GIVEN ENTRIES:
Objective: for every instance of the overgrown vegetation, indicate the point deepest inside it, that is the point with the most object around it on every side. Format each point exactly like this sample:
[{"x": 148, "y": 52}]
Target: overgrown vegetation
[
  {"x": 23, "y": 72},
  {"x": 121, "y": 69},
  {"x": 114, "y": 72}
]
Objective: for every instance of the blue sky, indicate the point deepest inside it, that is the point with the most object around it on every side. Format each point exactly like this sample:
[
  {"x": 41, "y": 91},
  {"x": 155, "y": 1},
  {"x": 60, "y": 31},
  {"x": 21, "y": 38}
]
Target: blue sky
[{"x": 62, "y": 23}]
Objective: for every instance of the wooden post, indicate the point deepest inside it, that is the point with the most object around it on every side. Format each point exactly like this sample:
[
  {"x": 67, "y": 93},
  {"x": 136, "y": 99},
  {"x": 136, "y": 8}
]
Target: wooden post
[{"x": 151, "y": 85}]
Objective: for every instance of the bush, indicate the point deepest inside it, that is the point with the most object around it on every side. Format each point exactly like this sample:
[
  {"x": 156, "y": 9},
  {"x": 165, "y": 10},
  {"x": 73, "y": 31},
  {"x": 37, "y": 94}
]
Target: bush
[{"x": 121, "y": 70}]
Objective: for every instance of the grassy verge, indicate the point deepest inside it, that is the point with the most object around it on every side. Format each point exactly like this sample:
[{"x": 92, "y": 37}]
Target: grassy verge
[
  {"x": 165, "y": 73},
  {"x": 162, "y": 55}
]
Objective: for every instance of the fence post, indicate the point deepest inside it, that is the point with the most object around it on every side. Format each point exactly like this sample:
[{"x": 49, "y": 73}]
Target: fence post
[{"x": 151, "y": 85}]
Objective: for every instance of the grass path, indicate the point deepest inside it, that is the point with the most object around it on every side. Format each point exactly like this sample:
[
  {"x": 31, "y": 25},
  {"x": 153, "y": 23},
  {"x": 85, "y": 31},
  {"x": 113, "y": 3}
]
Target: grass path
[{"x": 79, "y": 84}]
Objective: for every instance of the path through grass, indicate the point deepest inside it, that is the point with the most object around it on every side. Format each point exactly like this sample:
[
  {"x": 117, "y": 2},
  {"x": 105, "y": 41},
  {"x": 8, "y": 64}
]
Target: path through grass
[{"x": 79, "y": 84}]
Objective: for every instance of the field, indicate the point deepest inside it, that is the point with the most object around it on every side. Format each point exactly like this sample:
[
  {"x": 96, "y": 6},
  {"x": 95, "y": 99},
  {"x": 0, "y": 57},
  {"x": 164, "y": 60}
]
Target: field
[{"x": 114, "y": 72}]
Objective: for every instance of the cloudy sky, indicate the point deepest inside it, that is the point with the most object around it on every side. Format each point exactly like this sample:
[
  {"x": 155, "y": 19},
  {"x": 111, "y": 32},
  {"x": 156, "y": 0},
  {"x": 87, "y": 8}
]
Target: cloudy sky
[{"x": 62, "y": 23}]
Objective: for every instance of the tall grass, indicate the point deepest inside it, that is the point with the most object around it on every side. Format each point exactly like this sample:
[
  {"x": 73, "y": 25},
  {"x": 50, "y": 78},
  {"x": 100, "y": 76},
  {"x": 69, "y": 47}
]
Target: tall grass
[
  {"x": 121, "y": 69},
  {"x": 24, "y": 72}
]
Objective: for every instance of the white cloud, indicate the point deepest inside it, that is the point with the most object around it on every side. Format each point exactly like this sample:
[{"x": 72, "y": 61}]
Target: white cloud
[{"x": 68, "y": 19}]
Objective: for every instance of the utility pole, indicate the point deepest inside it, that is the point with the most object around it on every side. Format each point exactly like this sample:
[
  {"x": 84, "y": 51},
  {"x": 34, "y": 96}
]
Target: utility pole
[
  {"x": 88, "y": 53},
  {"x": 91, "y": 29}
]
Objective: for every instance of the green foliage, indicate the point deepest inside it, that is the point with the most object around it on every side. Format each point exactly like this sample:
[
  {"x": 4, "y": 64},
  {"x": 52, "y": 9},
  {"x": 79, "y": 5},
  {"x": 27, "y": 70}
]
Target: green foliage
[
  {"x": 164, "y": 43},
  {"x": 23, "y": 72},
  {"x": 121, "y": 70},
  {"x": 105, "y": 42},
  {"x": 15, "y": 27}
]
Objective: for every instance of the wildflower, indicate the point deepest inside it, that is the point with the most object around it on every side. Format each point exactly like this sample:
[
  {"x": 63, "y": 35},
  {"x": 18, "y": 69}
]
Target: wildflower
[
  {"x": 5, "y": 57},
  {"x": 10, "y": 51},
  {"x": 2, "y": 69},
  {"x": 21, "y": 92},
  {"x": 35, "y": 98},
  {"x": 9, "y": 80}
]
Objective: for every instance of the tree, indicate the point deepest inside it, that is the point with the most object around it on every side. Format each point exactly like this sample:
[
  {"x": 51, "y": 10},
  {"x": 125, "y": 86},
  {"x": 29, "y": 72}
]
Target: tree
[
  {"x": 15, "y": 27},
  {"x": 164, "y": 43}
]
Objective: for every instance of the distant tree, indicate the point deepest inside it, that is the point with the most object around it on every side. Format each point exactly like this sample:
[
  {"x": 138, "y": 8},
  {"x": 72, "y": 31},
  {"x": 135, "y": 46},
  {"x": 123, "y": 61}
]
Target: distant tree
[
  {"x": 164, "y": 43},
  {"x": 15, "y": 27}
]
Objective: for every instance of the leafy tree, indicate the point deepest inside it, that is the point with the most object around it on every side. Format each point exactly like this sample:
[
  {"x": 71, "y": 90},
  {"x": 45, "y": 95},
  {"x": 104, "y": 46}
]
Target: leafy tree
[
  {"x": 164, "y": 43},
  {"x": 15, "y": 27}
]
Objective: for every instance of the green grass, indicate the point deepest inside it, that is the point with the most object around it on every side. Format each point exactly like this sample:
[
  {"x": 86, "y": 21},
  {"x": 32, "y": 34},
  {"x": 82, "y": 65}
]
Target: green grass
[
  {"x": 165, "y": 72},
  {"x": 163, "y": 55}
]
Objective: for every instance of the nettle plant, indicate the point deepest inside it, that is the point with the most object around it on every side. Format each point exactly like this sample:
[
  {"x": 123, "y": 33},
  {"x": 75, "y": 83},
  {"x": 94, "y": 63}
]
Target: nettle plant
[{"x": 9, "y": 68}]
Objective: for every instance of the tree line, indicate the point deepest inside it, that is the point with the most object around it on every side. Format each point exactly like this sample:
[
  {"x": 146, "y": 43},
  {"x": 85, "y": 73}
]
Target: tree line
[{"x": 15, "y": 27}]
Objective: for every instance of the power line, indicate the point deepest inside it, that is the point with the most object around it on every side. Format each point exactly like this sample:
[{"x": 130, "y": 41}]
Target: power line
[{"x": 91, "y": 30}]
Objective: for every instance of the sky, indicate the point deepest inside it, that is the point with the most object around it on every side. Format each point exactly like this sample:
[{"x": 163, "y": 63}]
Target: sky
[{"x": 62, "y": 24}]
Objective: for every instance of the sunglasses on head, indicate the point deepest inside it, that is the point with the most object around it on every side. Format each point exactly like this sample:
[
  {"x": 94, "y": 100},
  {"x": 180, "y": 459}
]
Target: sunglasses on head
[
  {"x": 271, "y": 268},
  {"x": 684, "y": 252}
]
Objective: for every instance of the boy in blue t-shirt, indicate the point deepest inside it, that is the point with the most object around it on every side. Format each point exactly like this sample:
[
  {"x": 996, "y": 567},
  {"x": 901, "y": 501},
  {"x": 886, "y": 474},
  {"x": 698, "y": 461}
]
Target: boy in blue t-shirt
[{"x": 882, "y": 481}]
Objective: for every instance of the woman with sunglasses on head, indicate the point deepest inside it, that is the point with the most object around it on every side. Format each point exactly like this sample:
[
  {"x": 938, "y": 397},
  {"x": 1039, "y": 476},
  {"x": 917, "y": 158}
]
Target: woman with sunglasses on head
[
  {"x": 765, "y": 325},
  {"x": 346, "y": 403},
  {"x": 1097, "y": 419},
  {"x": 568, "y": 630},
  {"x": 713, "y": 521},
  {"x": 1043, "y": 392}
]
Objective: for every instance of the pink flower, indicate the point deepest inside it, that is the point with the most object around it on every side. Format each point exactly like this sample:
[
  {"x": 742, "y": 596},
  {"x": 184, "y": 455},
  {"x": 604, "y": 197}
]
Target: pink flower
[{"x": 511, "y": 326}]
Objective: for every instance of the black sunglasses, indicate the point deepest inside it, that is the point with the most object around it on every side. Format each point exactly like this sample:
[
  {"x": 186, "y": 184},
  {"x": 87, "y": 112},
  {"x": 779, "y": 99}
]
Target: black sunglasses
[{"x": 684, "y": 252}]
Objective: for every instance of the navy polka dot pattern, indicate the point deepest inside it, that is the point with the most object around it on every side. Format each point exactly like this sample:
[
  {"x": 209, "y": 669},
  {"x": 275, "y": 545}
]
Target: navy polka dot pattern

SHORT EXERCISE:
Print exactly the lines above, starting at the line that contains "Objective: for every instance of the sky, indicate" and ending with the last line of the records, both included.

RESPONSE:
Objective: for every instance of the sky, indicate the point deepest inside it, that is the point with the most object around it on every side. Format each point exactly like this sample:
[{"x": 163, "y": 63}]
Target: sky
[{"x": 62, "y": 24}]
Objective: for every instance of the sunglasses on head, indicate the point deepest inside it, that is the point with the most object around it on every side. Format each point exactly like this sample:
[
  {"x": 94, "y": 100},
  {"x": 180, "y": 459}
]
Target: sunglasses on head
[
  {"x": 271, "y": 268},
  {"x": 684, "y": 252}
]
Objective: for every instance of the boy in blue t-shirt, indicate the point deepest inside it, that is the point with the most object around it on every side. Format each point exactly like this sample:
[
  {"x": 996, "y": 567},
  {"x": 901, "y": 501},
  {"x": 886, "y": 474},
  {"x": 698, "y": 461}
]
Target: boy in blue t-shirt
[{"x": 882, "y": 481}]
Objective: for every instance of the woman with sunglasses on head, indicate the point deepest inside it, that is the point with the most object around it on every side. Format each point exactly like this sample:
[
  {"x": 938, "y": 397},
  {"x": 1039, "y": 476},
  {"x": 917, "y": 158}
]
Target: woman with sunglasses on head
[
  {"x": 765, "y": 325},
  {"x": 346, "y": 403},
  {"x": 1097, "y": 419},
  {"x": 568, "y": 630},
  {"x": 713, "y": 521},
  {"x": 1043, "y": 392}
]
Objective: for every instance of the pink flower, indicate the point deepest inside it, that is the point with the most object around it on every side. Format each point exactly like this sample:
[
  {"x": 742, "y": 596},
  {"x": 184, "y": 455},
  {"x": 604, "y": 197}
]
Target: pink flower
[{"x": 511, "y": 326}]
Objective: for every instance of the black sunglasses, indicate the point deepest inside it, that is the point with the most object around it on every side. Format each point exactly like this sample:
[
  {"x": 186, "y": 184},
  {"x": 87, "y": 112},
  {"x": 779, "y": 99}
]
Target: black sunglasses
[{"x": 684, "y": 252}]
Objective: for every instance of the navy polka dot pattern, indicate the point deepest inside it, that is the point with the most object around it on every side. Format each point exactly like this sample:
[
  {"x": 209, "y": 669},
  {"x": 275, "y": 545}
]
Target: navy polka dot pattern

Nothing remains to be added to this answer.